→ 指示と条件
次の資料をすべて、一行を一つの文字列としたJSONのリストに書き直してください。空行は入れないでください。

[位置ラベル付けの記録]
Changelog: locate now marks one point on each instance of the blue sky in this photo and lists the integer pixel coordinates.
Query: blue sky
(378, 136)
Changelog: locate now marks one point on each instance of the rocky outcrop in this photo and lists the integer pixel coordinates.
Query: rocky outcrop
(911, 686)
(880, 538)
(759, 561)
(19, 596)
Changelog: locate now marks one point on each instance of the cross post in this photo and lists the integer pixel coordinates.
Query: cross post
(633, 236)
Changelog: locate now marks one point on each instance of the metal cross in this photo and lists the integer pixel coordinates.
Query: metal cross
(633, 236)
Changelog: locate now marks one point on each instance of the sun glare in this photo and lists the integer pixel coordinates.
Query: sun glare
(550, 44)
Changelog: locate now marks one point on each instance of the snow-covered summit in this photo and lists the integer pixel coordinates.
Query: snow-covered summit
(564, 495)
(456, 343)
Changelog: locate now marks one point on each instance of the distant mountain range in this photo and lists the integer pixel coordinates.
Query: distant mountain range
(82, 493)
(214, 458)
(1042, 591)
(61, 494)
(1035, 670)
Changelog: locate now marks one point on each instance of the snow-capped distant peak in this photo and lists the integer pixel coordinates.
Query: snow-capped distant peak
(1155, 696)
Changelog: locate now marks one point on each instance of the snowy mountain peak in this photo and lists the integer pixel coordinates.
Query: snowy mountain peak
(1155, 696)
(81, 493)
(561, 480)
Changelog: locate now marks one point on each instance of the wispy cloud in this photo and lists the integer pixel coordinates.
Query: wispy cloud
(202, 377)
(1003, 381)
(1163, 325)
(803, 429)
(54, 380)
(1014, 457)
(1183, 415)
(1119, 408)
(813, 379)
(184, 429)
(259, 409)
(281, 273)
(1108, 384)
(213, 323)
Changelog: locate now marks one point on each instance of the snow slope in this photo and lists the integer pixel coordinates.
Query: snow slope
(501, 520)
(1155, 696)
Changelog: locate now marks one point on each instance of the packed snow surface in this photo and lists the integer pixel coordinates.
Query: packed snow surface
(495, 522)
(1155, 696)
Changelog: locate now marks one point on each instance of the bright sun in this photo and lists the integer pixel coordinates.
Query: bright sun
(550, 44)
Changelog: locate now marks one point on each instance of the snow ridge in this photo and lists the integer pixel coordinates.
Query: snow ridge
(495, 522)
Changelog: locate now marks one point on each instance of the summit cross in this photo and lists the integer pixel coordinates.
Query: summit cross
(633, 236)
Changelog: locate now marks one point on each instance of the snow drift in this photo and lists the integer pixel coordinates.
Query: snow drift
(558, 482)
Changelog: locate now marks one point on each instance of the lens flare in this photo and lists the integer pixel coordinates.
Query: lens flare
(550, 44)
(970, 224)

→ 演習の解答
[
  "Changelog: locate now marks one point on each instance of the blue sky in this photo and lists the integer pixel coordinates.",
  "Query: blue sky",
  "(378, 136)",
  "Changelog: locate now marks one point on each instance of the rocky outcrop in this photo and lists the integer pixel coordinates.",
  "Query: rocky outcrop",
  "(911, 686)",
  "(880, 538)",
  "(759, 561)",
  "(19, 596)",
  "Changelog: locate now marks one point on each instance of the cross post in this photo and lists the integer pixel coordinates.",
  "Query: cross post",
  "(633, 236)",
  "Changelog: locate now marks one point on each instance of the metal cross in this photo and lists the integer pixel coordinates.",
  "Query: metal cross",
  "(633, 236)",
  "Changelog: locate now marks one point on each instance of the sun glare in this photo and lists the integer pixel coordinates.",
  "Query: sun glare",
  "(550, 44)",
  "Changelog: locate now marks one point on each instance of the snow-covered summit in this photo and lists the integer pixel coordinates.",
  "Query: snow-covered summit",
  "(564, 495)",
  "(456, 343)",
  "Changelog: locate now marks one point on each instance of the distant mountain range in this photo and lists the integer pixel coordinates.",
  "Query: distant mountain range",
  "(82, 493)",
  "(214, 458)",
  "(1042, 591)",
  "(61, 494)",
  "(1035, 670)",
  "Changelog: locate now marks one point on each instance of the snow-capped distant peak in this photo and lists the integer pixel coordinates.",
  "Query: snow-capped distant peak",
  "(1155, 696)",
  "Changelog: locate now marks one point on each instance of the snowy mountain peak in this photo and lists the integer pixel coordinates.",
  "Query: snowy mountain peak",
  "(1155, 696)",
  "(81, 493)",
  "(561, 480)",
  "Changelog: locate now marks one point on each instance of the wispy cloud in this photo and lists the integer pixel coordinates.",
  "Query: wispy cloud",
  "(202, 377)",
  "(1003, 381)",
  "(1163, 325)",
  "(803, 429)",
  "(54, 380)",
  "(1014, 457)",
  "(1183, 415)",
  "(1119, 408)",
  "(813, 379)",
  "(184, 429)",
  "(259, 409)",
  "(281, 273)",
  "(1108, 384)",
  "(213, 323)",
  "Changelog: locate now marks one point on each instance of the snow slope in this photo and lists the integer pixel coordinates.",
  "Query: snow slope",
  "(501, 520)",
  "(1155, 696)",
  "Changelog: locate now marks one point on each instance of the packed snow surface in this photo and lists the integer pixel coordinates.",
  "Query: packed snow surface",
  "(495, 522)",
  "(1155, 696)",
  "Changelog: locate now marks one point on each instance of the bright sun in this photo and lists the integer pixel coordinates.",
  "Query: bright sun",
  "(550, 44)",
  "Changelog: locate now marks one point on each instance of the snow ridge in this photo and lists the integer pixel coordinates.",
  "Query: snow ridge",
  "(495, 522)",
  "Changelog: locate now marks one point on each instance of the summit cross in this photo and lists the integer pixel coordinates.",
  "Query: summit cross",
  "(633, 236)",
  "Changelog: locate now marks one point on each instance of the snow drift in this photo and lists the integer pixel coordinates.",
  "Query: snow drift",
  "(558, 482)",
  "Changelog: locate now marks one point on each instance of the lens flare in this photo and lists the integer pixel coordinates.",
  "Query: lens flare",
  "(550, 44)",
  "(970, 224)"
]